Work to be completed> Convert all the material below into a two-column CSV with the columns "instruction" and "points". Put each instruction and its points on one row, with each value in a single quoted field and line breaks replaced by spaces, and leave out the pictures.

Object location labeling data
____________

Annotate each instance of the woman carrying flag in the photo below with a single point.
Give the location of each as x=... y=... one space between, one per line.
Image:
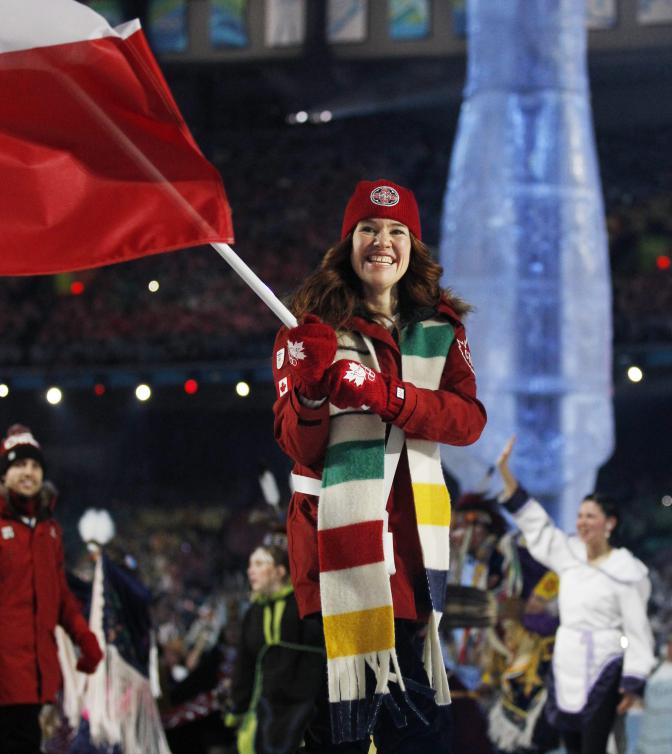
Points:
x=375 y=376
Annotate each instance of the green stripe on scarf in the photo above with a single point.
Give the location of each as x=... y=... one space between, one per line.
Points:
x=427 y=342
x=353 y=460
x=357 y=455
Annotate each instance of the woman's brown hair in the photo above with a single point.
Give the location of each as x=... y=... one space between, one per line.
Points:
x=334 y=292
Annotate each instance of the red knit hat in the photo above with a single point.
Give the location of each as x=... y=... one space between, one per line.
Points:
x=385 y=199
x=18 y=444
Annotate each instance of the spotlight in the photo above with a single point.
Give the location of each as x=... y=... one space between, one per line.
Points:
x=143 y=392
x=242 y=389
x=190 y=386
x=54 y=396
x=635 y=374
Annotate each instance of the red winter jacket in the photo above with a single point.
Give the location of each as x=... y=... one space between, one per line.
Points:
x=34 y=598
x=452 y=415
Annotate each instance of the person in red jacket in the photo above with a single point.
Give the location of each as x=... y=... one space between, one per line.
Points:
x=34 y=596
x=379 y=368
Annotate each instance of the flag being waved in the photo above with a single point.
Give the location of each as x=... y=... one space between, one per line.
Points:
x=96 y=163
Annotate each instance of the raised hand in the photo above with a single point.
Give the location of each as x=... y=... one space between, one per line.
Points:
x=502 y=463
x=311 y=347
x=353 y=385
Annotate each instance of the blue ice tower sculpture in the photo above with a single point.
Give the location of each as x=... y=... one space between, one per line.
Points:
x=523 y=239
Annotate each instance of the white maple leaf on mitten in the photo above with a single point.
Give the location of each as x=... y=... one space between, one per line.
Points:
x=295 y=352
x=358 y=373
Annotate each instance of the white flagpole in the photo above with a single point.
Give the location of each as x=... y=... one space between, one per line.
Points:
x=256 y=284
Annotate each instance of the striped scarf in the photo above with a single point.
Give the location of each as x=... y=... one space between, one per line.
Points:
x=355 y=589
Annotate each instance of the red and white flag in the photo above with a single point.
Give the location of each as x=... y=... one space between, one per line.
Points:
x=96 y=163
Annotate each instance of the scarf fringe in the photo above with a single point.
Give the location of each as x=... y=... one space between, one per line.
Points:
x=432 y=659
x=116 y=699
x=506 y=734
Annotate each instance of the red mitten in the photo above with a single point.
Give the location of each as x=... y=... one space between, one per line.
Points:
x=310 y=350
x=91 y=654
x=353 y=385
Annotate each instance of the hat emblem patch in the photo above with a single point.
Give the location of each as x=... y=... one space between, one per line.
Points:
x=384 y=196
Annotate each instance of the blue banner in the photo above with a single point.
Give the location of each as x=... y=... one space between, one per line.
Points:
x=409 y=19
x=110 y=10
x=601 y=14
x=523 y=239
x=460 y=17
x=654 y=11
x=168 y=25
x=228 y=23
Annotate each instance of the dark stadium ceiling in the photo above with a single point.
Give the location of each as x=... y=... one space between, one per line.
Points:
x=629 y=88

____________

Result of the task>
instruction,points
"Annotate each instance of the woman carrying flag in the photo below with a single point. Give the location of each as x=... y=... one space between, one per line. Image: Points:","x=375 y=376"
"Annotate each instance of the green stripe on scarf in the photo above with a single point. Give the location of each as x=... y=... one space between, one per line. Points:","x=427 y=342 x=353 y=460 x=357 y=455"
"Annotate each instance of the woman's brown hair in the photo above with a single point. Give the location of each as x=... y=... one space between, one per line. Points:","x=334 y=292"
"Annotate each instance of the red knit hat in the photo above with a single point. Give the location of each as x=... y=... one space between, one per line. Points:","x=385 y=199 x=18 y=444"
"Annotate each instance of the spotlight in the photo above with a single point. Give the location of each as x=... y=... one space between, one per line. Points:","x=143 y=392 x=242 y=389 x=190 y=386 x=54 y=396 x=635 y=374"
"Annotate each instance of the red winter jacket in the photo above with a single point. Give the location of each as x=... y=... one space between, one per line. Points:","x=34 y=598 x=452 y=415"
"Annotate each instance of the person in red jacket in the photo above with a single point. Give the location of each as x=... y=... one space between, one per line. Points:","x=34 y=596 x=379 y=368"
"Annotate each instance of the flag being waved in the photo above with a single point. Give the location of each as x=... y=... one space between, one per line. Points:","x=96 y=163"
"Annotate each instance of the raised hand in the photo above with a single point. Give the location of each as x=... y=... one space between, one per line. Points:","x=502 y=463 x=311 y=347 x=353 y=385"
"Annotate each instance of the blue ice tower sculpture in the photo above with a single point. Give the location of each as x=... y=... one space between, one per line. Points:","x=523 y=239"
"Annotate each instance of the white maple leaf on mitten in the photo above with a single point. Give the location of each as x=... y=... one space between, one per line. Points:","x=295 y=352 x=358 y=373"
"Annotate each instance of the white flagpole in the photo above with a single point. Give the location of each as x=... y=... one space between, one per line. Points:","x=256 y=284"
"Annotate each instance of the striped scarf in the photo above with a single point. Give the location of each as x=... y=... one space between, one per line. Points:","x=355 y=589"
"Annotate each instance of the red and white flag in the photo above with a single point. Give the location of each as x=... y=... one space between, one per line. Points:","x=96 y=163"
"Annotate each instance of the scarf fringe in the photo above with a single point. Give the location of each as x=... y=... one space between, one per line. Points:","x=432 y=659 x=116 y=699 x=506 y=734"
"Annotate each instance of the red mitten in the photo above with a single point. Give the location of each as x=... y=... one space between, one per line. Points:","x=310 y=350 x=91 y=654 x=353 y=385"
"Annotate each instance of the hat emblem patch in the photo above with a single point. Give the location of each as x=... y=... one space between, one per line. Points:","x=384 y=196"
"Annotate each instance of the blue banner in the photo above with a single point. Give the location of each as x=... y=... one space between, one per line. Points:","x=409 y=19 x=110 y=10 x=601 y=14 x=523 y=239 x=460 y=17 x=654 y=11 x=168 y=25 x=228 y=23"
"Annotate each instance of the dark stadium ceiling in the photo above with a single point. Give the location of each as x=... y=... one space between, one per line. Points:","x=629 y=88"